**TASK DETAILS**
Write each entry out once more, please, precisely as shown.

**Natural-language object grounding data**
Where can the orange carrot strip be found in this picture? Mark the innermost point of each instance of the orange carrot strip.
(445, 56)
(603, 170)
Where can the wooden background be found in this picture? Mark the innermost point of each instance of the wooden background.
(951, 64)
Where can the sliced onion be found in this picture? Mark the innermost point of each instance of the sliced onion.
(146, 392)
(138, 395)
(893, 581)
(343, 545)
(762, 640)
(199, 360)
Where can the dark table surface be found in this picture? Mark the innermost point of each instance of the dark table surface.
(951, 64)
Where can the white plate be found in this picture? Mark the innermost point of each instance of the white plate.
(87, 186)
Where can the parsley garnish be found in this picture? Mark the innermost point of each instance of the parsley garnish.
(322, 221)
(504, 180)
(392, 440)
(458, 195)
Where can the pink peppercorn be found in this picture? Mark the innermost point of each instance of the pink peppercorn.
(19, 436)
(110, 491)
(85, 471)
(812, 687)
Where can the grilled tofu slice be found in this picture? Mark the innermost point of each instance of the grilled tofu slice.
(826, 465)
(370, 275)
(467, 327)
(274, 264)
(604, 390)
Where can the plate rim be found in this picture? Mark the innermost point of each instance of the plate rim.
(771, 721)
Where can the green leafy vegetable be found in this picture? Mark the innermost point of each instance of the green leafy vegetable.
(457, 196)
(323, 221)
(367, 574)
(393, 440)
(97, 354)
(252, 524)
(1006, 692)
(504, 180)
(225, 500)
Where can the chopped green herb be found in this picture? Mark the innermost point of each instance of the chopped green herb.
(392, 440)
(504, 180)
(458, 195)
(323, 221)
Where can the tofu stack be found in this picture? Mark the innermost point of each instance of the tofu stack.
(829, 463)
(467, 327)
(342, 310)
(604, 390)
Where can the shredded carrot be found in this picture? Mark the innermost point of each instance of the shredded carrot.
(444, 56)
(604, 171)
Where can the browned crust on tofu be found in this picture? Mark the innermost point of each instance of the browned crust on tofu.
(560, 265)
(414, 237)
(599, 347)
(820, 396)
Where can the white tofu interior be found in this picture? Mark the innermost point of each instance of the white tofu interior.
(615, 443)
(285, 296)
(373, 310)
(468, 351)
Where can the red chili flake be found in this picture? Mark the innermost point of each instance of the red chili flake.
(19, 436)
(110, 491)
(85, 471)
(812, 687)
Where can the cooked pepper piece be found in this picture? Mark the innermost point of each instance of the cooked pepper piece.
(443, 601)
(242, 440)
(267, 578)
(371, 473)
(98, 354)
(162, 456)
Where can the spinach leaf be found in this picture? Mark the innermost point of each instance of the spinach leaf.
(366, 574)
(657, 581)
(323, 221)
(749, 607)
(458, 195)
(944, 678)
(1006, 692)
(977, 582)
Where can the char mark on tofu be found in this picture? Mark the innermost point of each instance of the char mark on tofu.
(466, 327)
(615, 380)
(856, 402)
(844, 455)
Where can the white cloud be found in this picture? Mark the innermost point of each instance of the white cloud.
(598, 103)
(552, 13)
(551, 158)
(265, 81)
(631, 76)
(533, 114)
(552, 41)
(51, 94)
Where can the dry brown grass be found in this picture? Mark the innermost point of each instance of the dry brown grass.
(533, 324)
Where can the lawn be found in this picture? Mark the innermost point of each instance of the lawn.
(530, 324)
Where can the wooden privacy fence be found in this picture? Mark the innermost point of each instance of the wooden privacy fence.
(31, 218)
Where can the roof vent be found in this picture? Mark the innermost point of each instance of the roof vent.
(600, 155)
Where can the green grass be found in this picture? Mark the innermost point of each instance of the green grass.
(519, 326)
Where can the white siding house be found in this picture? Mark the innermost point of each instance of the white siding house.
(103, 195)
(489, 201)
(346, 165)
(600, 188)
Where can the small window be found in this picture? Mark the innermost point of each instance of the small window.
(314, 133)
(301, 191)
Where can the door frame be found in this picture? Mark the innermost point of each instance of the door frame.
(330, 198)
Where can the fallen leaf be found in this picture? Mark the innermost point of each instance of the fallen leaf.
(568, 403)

**THE COMPLETED TASK**
Where can the orange carrot strip be found in this picture? Mark the innermost point of each instance of the orange carrot strip.
(445, 56)
(603, 170)
Where can the wooden background be found in this picture? Mark the innermost point of each instance of the wooden background.
(951, 64)
Where can the sliced onion be found in this picture? Mark the innermost point of each instance of the sliced onion.
(146, 392)
(138, 395)
(893, 581)
(343, 545)
(762, 640)
(199, 360)
Where can the dark table surface be found in this picture? Mark the innermost point of each instance of the dark table surface.
(951, 64)
Where can the white plate be found in this picture? Mark the innermost point of each instance of the white plate.
(87, 186)
Where can the parsley garnish be found in this picture? Mark the innermost point of each instance of the parsley garnish.
(322, 221)
(504, 180)
(392, 440)
(458, 195)
Where can the pink peppercorn be found in this picture? Mark the innermost point of each instance of the pink peppercorn.
(19, 436)
(110, 491)
(85, 471)
(812, 687)
Where can the grilled tofu slice be found in this picture? Mark the innermost point of each instance of the grilled tofu slice.
(826, 465)
(370, 275)
(467, 327)
(274, 264)
(604, 390)
Where can the plate rim be found in this picture? Mark the innermost point of each instance of the plate rim.
(771, 721)
Where can the green leafy vegetable be found in this picture? Mark the innermost point of each instance of the green leafy vegetable.
(457, 196)
(323, 221)
(367, 574)
(393, 440)
(97, 354)
(252, 524)
(1006, 692)
(504, 180)
(225, 500)
Where can the chopped green herb be found in this picture? Mark the innermost point of each instance of the chopped green herb.
(392, 440)
(504, 180)
(458, 195)
(323, 221)
Where can the tofu stack be found in this picture? Mark the innermost point of each instance of the tofu stack.
(829, 463)
(467, 327)
(342, 310)
(604, 390)
Where can the shredded carrot be found in this picture? Mark the innermost point of each instance of the shredded carrot.
(444, 56)
(604, 171)
Where can the browned crust on tofu be found in this picture? Mark the innermost point of each instance of the browned crust on tofu.
(560, 265)
(414, 237)
(599, 347)
(820, 396)
Where can the white tofu interior be found in this picture? Mark the innermost point of each instance of the white tofu interior.
(615, 443)
(285, 296)
(373, 310)
(468, 351)
Where can the red chili flake be found in this picture? Mark the innermost point of each instance of the red chili flake.
(19, 436)
(110, 491)
(85, 471)
(812, 687)
Where can the cooked pepper piece be found in this picture? Mark the innermost point of each instance of the cooked pepper piece.
(443, 601)
(242, 440)
(267, 578)
(371, 473)
(98, 354)
(162, 456)
Where can the spinach leaf be found in this picture? Mark the innermost point of each instance of the spinach leaf.
(366, 574)
(657, 581)
(323, 221)
(749, 607)
(458, 195)
(944, 678)
(1006, 692)
(977, 582)
Where can the char mark on tofu be found in this picture? Mark the innermost point of each instance of the char mark on tofu.
(466, 327)
(615, 380)
(856, 402)
(844, 455)
Where can the white cloud be found in this picture? Mark the innermost point of each instance of the white cloud.
(598, 103)
(552, 13)
(551, 158)
(265, 81)
(631, 76)
(533, 114)
(552, 41)
(51, 94)
Where can the dry brown grass be found in this picture? Mark the innermost point of each instance of the dry brown grass.
(533, 324)
Where can the lawn be found in this picture? Mark the innermost point of each instance of the lawn.
(530, 324)
Where can the wooden privacy fence be found in this picture? Mark the innermost point of each instance of the wooden privacy fence.
(31, 218)
Where can the roof vent be found in this picture? Mark the innermost point of each instance of the roof vent.
(600, 155)
Where can the green grass be found in this picture? Mark the innermost point of each instance of the green grass.
(519, 326)
Where can the white siding house be found in this picture? Mark the innermost point of each instance of the white siding house.
(103, 195)
(489, 201)
(346, 165)
(600, 188)
Where can the small window be found in this picture? Mark the innermost point of each instance of the small window.
(314, 133)
(301, 191)
Where can the door frame be found in this picture? Mark the innermost point of each instance of the door frame.
(330, 198)
Where can the fallen leaf be found in this picture? Mark the innermost point of each instance of the fallen leaf.
(568, 403)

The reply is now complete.